### GOAL
Write the data out again in full, with no departure from the original.

### Stored items
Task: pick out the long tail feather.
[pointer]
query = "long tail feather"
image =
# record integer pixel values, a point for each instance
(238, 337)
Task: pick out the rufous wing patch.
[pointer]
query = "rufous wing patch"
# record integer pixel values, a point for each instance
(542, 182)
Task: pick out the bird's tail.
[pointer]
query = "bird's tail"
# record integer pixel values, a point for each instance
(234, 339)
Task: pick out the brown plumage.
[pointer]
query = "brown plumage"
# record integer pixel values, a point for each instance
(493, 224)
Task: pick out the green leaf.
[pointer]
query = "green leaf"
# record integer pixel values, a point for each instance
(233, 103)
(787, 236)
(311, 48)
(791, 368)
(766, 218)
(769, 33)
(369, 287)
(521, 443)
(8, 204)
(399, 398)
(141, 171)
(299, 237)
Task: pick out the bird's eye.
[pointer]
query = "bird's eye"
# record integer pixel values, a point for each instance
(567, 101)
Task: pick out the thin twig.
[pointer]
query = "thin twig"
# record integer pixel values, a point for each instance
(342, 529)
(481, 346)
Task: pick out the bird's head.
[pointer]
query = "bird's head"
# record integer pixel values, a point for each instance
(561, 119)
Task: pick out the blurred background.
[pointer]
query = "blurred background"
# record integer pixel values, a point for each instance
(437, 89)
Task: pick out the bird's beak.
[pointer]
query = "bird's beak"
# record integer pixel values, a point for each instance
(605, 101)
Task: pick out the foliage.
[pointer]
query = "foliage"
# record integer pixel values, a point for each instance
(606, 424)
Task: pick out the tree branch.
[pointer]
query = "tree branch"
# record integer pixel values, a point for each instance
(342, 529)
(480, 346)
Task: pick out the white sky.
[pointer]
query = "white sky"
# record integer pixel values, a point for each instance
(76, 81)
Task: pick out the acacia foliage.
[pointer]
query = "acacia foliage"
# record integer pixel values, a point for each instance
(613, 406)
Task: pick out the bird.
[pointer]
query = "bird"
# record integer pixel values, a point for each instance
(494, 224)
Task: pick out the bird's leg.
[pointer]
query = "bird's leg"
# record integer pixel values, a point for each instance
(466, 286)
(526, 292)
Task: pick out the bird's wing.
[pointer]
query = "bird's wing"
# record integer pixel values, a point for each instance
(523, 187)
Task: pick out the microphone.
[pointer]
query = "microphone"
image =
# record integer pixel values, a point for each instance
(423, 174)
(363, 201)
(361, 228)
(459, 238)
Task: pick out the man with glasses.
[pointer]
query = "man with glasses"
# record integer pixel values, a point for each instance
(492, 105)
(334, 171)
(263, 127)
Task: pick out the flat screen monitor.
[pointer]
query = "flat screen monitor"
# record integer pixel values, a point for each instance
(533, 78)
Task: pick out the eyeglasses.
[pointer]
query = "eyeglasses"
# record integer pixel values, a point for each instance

### RESPONSE TO THE EXERCISE
Task: pick out the long tail feather.
[pointer]
query = "long tail feather"
image =
# record integer pixel values, a point for each instance
(238, 337)
Task: pick out the rufous wing patch.
[pointer]
query = "rufous wing patch"
# record integer pixel values, a point for each instance
(542, 182)
Task: pick out the bird's tail.
[pointer]
query = "bird's tail"
# record integer pixel values, a point for each instance
(234, 339)
Task: pick out the brown plumage.
[pointer]
query = "brown plumage"
# record integer pixel values, a point for each instance
(493, 224)
Task: pick out the green leaf.
[pointer]
query = "green leaf"
# record integer pixel values, a point for each instance
(233, 103)
(787, 236)
(311, 48)
(791, 368)
(766, 218)
(769, 33)
(369, 287)
(521, 443)
(8, 204)
(399, 398)
(141, 171)
(299, 237)
Task: pick out the bird's eye.
[pointer]
query = "bird's eye"
# record integer pixel values, a point for each instance
(567, 101)
Task: pick out the thin twig.
[pointer]
query = "thin twig"
# record integer pixel values, a point for each instance
(342, 529)
(481, 346)
Task: pick out the bird's head.
[pointer]
query = "bird's head"
# record integer pixel values, a point for each instance
(561, 119)
Task: pick out the blurred background.
[pointer]
query = "blurred background"
# record integer pixel values, a point for each instance
(437, 89)
Task: pick out the bird's beak.
[pointer]
query = "bird's beak"
# record integer pixel values, a point for each instance
(605, 101)
Task: pick out the foliage.
[pointer]
query = "foliage"
# record integer pixel values, a point for each instance
(606, 424)
Task: pick out the tree branch.
[pointer]
query = "tree branch"
# record integer pixel values, a point for each instance
(342, 529)
(480, 346)
Task: pick out the white sky.
[pointer]
query = "white sky"
# record integer pixel values, a point for each instance
(76, 81)
Task: pick out the acacia foliage.
[pointer]
query = "acacia foliage"
# record integer pixel values, a point for each instance
(613, 406)
Task: pick out the bird.
[pointer]
query = "bird"
# record integer pixel values, a point for each instance
(494, 224)
Task: pick out the bird's leg.
[pointer]
query = "bird's leg"
# record integer pixel values, a point for each instance
(466, 286)
(526, 292)
Task: pick out the bird's wing.
[pointer]
query = "bird's wing"
# record integer pixel values, a point for each instance
(523, 187)
Task: pick out the microphone.
[pointer]
query = "microphone"
image =
# record integer pixel values, a point for each instance
(423, 174)
(363, 201)
(361, 228)
(459, 238)
Task: pick out the man with glasses.
[pointer]
query = "man with glasses"
# record integer pixel values, a point for each instance
(492, 105)
(334, 171)
(263, 127)
Task: pick out the flat screen monitor.
[pointer]
query = "flat screen monitor"
# record integer pixel values, a point for each instance
(533, 78)
Task: pick out the eyeglasses.
[pointer]
query = "eyeglasses"
# record integer pixel values, a point for each instance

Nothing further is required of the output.